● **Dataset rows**

▽

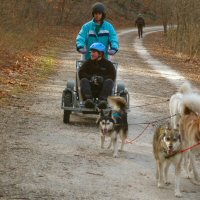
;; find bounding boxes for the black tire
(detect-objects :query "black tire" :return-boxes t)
[63,91,72,124]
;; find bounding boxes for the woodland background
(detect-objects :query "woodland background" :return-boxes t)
[0,0,200,99]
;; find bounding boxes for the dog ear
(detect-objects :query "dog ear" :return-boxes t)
[96,117,101,125]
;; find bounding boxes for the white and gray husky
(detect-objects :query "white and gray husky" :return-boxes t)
[97,97,128,157]
[153,125,182,197]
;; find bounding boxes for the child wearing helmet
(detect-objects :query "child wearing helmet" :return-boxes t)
[135,13,145,38]
[76,2,119,60]
[79,42,116,109]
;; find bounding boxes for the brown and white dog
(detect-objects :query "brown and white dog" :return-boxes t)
[153,125,182,197]
[97,97,128,157]
[169,82,192,129]
[179,94,200,185]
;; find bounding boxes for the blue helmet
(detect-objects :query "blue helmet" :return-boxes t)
[90,42,106,53]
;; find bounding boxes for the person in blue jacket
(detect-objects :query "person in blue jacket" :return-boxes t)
[76,2,119,60]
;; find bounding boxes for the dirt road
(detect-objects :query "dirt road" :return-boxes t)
[0,29,200,200]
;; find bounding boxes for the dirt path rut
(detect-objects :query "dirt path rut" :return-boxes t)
[0,27,200,200]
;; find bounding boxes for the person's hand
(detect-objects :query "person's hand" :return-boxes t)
[108,49,117,55]
[78,48,87,54]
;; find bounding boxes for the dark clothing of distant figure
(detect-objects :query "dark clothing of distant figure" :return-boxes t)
[135,17,145,38]
[79,58,116,101]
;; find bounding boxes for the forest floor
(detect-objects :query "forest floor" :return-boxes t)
[0,28,200,200]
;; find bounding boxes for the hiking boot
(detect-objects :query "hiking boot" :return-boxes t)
[98,100,107,109]
[85,99,95,108]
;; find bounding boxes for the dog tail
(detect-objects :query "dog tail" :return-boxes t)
[108,96,127,110]
[179,82,192,94]
[181,93,200,115]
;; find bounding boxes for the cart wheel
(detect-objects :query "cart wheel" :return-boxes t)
[63,91,72,124]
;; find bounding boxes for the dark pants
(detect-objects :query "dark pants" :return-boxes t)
[80,78,114,101]
[138,26,143,38]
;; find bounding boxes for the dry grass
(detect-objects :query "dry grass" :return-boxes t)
[0,22,78,100]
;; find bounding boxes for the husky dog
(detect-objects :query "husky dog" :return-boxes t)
[153,125,182,197]
[179,94,200,185]
[97,97,128,157]
[169,82,192,129]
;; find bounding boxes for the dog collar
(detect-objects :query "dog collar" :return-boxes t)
[112,112,121,118]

△

● **Objective**
Rewrite the data above as a numbered list, from the start of the data through the line that contains "[0,27,200,200]", omitting blank lines. Leave the pictures out of your answer.

● **Finished exercise**
1. ;; find bounding boxes for the black tire
2. (detect-objects :query "black tire" :return-boxes t)
3. [63,91,72,124]
4. ;; find bounding boxes for the woodland background
5. (detect-objects :query "woodland background" :return-boxes t)
6. [0,0,200,99]
7. ;; find bounding boxes for the dog ear
8. (detect-objects :query "dog ear" :return-boxes t)
9. [96,117,101,125]
10. ;; find bounding boxes for the white and gray husky
11. (detect-objects :query "white and gray husky" :return-boxes t)
12. [97,97,128,157]
13. [153,125,182,197]
14. ;; find bounding boxes for the child wearing helmet
15. (detect-objects :query "child wearing helmet" :return-boxes t)
16. [135,13,145,38]
17. [76,2,119,60]
18. [79,42,116,109]
19. ;; find bounding boxes for the brown and white dog
20. (detect-objects :query "brown and white dog" :return-boxes t)
21. [153,125,182,197]
22. [97,97,128,157]
23. [169,82,192,129]
24. [179,94,200,185]
25. ;; find bounding boxes for the blue helmet
26. (detect-objects :query "blue helmet" :return-boxes t)
27. [90,42,106,53]
28. ;; find bounding boxes for the person in blue jacket
29. (detect-objects :query "person in blue jacket" :return-boxes t)
30. [76,2,119,60]
31. ;; find bounding boxes for the dirt road
32. (detect-objects :query "dirt road" :return-boxes t)
33. [0,29,200,200]
34. ;; find bounding boxes for the dirt path rut
35. (detect-objects :query "dirt path rut" :return-boxes t)
36. [0,27,200,200]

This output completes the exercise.